Ausgangstext:
********************

Gewiss, auf der Bühne im Bad Ischler Kurhaus lässt sich kein großes Ausstattungstheater veranstalten – man punktet hier mit quirligen, temporeichen Produktionen, bei denen Regisseure wie Leonard Prinsloo und Dolores Schmidinger für reichlich Bewegung sorgen. Dem Musical „Hallo, Dolly!“ mit Ann Mandrella und Kurt Schreibmayer galt heuer die Eröffnungspremiere, Millöckers „Gasparone“, ins Mafia-Ambiente versetzt, folgte als Beitrag zur Pflege der „goldenen“ Operettenära.

Und Lehár? Der Genius loci kam heuer mit der Präsentation einer Rarität zu Ehren, „Wo die Lerche singt“ ging halbszenisch über die Bühne. Und Prinsloo bewies wieder einmal, dass er nicht viel Dekorationszauber braucht, um für Stimmung zu sorgen.

********************

Unbearbeitete Datensätze:
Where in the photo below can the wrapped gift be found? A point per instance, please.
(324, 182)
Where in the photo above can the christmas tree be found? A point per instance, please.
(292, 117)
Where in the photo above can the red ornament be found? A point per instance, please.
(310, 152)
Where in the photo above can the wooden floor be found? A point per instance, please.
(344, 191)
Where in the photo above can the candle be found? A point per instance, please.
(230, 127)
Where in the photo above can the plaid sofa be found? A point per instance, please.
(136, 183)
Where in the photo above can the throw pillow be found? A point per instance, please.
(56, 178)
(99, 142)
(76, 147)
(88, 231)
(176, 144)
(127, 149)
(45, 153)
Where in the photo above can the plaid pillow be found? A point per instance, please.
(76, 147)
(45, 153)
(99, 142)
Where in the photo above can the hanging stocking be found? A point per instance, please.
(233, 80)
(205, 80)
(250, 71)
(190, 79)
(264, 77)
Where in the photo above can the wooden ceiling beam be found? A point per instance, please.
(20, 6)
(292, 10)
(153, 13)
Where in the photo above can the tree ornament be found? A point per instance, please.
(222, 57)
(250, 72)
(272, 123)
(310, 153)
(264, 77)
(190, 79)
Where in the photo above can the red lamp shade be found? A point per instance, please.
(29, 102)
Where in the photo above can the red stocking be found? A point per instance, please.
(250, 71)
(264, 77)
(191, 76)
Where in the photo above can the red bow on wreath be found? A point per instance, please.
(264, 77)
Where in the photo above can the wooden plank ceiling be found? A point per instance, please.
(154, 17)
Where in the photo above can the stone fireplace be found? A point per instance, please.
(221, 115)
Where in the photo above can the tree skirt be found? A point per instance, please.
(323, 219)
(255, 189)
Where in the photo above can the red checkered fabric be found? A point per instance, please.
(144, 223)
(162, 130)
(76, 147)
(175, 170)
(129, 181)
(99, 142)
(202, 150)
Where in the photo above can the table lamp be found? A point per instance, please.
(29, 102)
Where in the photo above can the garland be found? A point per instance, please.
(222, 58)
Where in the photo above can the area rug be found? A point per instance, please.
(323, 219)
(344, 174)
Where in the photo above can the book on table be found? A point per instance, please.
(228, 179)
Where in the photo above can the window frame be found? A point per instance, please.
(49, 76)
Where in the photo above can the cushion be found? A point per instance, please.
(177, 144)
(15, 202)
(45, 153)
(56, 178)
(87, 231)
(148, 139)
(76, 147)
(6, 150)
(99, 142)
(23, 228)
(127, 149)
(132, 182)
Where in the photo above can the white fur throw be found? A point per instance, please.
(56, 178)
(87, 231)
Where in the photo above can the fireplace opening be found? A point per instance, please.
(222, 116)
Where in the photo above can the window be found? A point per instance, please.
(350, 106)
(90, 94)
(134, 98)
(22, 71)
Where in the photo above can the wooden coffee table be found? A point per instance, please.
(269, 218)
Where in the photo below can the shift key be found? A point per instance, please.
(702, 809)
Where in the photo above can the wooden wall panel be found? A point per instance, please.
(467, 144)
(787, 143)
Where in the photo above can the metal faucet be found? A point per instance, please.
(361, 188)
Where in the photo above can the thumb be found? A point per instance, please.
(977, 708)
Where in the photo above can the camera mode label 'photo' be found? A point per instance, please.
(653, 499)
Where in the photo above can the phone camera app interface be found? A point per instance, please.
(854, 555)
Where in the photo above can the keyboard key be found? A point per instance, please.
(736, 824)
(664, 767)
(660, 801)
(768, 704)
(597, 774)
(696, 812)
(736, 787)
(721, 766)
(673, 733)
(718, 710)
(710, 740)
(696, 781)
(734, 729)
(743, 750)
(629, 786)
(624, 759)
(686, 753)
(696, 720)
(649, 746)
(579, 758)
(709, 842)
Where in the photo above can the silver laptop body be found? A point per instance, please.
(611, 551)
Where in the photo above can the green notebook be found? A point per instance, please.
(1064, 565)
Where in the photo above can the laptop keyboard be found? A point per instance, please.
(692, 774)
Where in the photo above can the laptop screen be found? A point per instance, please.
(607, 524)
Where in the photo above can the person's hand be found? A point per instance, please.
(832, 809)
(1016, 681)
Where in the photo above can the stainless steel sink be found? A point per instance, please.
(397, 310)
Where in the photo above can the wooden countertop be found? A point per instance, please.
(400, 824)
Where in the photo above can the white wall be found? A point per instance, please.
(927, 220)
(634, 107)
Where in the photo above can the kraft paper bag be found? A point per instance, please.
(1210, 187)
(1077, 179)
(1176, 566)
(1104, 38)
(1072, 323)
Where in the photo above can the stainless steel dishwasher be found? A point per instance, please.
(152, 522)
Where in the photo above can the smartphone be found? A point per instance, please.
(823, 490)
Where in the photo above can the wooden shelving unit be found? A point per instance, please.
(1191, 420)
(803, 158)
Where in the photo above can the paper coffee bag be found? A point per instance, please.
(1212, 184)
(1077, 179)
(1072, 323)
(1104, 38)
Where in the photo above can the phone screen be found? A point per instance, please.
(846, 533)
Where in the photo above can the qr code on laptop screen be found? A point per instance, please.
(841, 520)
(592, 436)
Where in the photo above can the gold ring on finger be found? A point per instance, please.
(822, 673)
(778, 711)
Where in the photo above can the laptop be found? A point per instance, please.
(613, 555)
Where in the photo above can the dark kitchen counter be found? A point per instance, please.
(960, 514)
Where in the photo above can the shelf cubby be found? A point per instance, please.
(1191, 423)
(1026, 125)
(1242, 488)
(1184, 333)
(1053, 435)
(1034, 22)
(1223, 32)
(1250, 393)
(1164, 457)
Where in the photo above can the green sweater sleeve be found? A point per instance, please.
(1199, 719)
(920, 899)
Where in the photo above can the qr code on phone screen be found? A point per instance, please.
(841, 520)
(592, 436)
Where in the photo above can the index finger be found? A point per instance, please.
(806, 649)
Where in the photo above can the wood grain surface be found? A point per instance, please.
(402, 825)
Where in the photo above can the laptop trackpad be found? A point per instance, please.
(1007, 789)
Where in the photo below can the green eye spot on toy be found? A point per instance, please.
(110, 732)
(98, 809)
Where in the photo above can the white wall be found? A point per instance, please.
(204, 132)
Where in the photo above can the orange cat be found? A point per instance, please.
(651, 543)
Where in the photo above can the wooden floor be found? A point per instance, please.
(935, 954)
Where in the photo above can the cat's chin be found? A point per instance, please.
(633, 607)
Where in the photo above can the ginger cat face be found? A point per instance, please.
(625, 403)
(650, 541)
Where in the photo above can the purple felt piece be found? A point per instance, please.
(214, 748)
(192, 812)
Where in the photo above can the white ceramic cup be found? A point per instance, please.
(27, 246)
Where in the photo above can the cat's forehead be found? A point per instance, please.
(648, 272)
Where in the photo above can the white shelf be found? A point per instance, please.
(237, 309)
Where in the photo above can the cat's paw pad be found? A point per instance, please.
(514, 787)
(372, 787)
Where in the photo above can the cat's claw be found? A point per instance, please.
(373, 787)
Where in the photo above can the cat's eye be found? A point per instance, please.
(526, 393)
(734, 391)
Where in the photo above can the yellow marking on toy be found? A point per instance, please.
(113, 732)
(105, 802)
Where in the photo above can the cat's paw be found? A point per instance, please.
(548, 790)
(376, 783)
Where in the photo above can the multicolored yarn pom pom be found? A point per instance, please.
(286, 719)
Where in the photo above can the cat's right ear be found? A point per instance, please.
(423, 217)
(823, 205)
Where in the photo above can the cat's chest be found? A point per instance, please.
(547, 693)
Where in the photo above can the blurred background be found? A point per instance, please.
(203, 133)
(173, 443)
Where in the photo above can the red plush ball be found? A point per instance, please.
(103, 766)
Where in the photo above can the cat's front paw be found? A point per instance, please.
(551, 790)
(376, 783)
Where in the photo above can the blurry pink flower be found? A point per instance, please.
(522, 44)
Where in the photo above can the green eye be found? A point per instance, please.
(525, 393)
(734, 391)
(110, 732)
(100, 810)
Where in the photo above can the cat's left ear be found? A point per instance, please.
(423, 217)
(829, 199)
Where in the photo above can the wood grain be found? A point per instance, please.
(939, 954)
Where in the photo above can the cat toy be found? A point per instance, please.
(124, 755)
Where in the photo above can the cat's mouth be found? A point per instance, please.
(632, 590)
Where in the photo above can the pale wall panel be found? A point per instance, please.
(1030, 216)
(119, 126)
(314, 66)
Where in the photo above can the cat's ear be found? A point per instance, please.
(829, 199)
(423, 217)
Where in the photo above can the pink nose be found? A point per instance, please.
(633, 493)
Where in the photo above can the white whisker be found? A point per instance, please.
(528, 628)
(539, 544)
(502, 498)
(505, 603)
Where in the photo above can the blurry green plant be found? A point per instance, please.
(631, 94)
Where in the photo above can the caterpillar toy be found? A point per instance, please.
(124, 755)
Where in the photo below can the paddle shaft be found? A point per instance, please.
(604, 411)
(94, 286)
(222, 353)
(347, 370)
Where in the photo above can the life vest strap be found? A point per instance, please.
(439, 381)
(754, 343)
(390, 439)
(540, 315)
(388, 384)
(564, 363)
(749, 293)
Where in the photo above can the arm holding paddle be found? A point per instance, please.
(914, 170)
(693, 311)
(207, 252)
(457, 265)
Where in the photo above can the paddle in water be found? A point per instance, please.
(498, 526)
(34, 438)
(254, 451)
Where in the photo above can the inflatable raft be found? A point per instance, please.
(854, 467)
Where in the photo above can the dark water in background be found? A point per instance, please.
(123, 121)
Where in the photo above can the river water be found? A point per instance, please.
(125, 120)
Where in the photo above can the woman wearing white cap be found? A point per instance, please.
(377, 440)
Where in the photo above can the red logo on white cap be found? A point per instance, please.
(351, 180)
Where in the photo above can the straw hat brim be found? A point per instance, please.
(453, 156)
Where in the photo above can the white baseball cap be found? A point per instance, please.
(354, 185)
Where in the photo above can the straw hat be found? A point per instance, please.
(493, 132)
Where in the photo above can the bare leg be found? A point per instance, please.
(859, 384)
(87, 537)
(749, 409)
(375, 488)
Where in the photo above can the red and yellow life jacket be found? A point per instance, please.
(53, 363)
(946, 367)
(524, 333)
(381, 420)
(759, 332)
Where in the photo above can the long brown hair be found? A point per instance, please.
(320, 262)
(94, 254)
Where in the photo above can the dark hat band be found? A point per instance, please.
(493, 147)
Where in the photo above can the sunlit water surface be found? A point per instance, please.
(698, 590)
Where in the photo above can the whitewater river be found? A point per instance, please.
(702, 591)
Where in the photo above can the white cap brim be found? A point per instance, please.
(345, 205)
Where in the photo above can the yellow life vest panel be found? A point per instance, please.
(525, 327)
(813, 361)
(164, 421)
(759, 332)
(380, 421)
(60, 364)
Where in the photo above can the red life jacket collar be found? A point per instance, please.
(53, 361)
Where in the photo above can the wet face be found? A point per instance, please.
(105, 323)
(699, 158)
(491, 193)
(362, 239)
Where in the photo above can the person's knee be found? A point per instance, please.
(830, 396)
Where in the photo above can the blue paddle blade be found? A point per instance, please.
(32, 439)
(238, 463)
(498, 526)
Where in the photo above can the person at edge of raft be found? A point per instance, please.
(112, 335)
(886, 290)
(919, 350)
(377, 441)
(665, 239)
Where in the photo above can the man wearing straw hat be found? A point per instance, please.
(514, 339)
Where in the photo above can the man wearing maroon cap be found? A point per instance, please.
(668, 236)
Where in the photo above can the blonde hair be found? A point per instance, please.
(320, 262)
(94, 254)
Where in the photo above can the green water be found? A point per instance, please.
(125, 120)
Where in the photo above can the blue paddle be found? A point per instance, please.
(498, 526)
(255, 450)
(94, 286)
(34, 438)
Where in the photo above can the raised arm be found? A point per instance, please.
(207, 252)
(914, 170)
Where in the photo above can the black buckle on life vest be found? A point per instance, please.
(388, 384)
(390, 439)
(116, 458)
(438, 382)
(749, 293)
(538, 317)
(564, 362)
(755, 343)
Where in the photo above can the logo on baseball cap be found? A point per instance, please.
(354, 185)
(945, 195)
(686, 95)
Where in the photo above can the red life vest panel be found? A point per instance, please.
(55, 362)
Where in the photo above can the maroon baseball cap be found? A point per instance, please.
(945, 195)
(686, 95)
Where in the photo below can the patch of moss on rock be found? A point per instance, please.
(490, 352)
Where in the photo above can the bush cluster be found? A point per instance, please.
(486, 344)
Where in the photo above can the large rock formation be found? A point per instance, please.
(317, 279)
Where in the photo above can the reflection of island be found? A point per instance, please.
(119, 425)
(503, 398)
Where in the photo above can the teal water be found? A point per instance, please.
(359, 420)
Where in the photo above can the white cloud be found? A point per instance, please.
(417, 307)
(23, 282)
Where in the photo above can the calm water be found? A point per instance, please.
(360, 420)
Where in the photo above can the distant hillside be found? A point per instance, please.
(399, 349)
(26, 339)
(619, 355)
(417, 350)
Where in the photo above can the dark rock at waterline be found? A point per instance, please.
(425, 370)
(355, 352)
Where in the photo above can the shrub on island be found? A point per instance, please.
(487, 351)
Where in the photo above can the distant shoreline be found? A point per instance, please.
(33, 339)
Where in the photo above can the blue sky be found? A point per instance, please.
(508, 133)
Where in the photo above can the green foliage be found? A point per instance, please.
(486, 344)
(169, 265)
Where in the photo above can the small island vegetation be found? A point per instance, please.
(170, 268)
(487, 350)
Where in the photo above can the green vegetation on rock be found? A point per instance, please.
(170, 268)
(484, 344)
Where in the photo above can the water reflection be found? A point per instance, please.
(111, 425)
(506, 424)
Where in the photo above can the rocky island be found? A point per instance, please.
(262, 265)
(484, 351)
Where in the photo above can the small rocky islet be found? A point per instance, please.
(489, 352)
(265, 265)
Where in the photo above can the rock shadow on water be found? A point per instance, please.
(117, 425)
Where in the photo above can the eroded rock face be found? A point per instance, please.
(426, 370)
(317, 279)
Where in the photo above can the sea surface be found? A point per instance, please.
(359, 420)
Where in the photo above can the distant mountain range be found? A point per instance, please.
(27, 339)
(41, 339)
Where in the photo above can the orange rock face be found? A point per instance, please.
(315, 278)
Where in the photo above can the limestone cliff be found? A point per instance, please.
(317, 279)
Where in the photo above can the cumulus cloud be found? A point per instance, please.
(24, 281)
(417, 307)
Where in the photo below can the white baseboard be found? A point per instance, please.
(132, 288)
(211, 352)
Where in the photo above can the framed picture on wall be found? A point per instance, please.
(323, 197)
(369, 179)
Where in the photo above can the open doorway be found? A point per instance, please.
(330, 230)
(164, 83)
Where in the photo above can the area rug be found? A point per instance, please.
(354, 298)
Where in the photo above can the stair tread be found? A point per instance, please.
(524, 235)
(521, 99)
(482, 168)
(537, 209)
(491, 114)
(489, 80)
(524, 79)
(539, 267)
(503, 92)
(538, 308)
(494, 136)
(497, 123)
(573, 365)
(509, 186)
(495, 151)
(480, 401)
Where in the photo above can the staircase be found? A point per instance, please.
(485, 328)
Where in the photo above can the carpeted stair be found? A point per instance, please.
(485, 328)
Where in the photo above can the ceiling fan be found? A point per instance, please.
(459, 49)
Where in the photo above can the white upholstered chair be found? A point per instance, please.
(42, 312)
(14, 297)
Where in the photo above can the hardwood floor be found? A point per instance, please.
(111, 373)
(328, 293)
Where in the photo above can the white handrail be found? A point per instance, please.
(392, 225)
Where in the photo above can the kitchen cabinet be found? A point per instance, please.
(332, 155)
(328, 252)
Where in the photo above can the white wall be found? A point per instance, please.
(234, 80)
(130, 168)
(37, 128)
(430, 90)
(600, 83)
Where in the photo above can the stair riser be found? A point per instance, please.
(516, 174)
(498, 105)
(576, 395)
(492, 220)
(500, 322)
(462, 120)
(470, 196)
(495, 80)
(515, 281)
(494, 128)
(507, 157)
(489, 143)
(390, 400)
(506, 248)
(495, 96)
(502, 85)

********************

Arbeitsauftrag: Führe den Ausgangstext über die Premieren im Bad Ischler Kurhaus im Anschluss an seinen letzten Satz fort.

Lösung:
Manch ein Besucher wird still vor sich hin räsoniert haben, wie wenig Bühnenbild doch nötig ist, um die Geschichte von einem Maler zu erzählen, der sich in ein Landmädel verliebt, das es zuletzt doch vorzieht, mit seinem Bauernburschen daheim in der Puszta zu leben statt im urbanen Umfeld, wo man sich doch nur über es lustig macht.

Raritäten, für CD festgehalten

Prinsloo bewegt seine Darsteller mit der Meisterschaft des exzellenten Marionettenspielers. Für jeden Chorsänger hat er Bewegungsmuster parat. Das würde zur spannenden Darstellung einer schlüssiger gebauten Operettenhandlung taugen. Was das Duo Willner & Reichert 1918 für Franz Lehár gezimmert hat, reicht allerdings kaum für einen spannenden Abend. Da nützt eine hemmungslose Choreografie so wenig wie sicher servierte Pointen von Publikumslieblingen wie Gerhard Ernst, der den Papa der zauberhaften Margit (Sieglinde Feldhofer) gibt.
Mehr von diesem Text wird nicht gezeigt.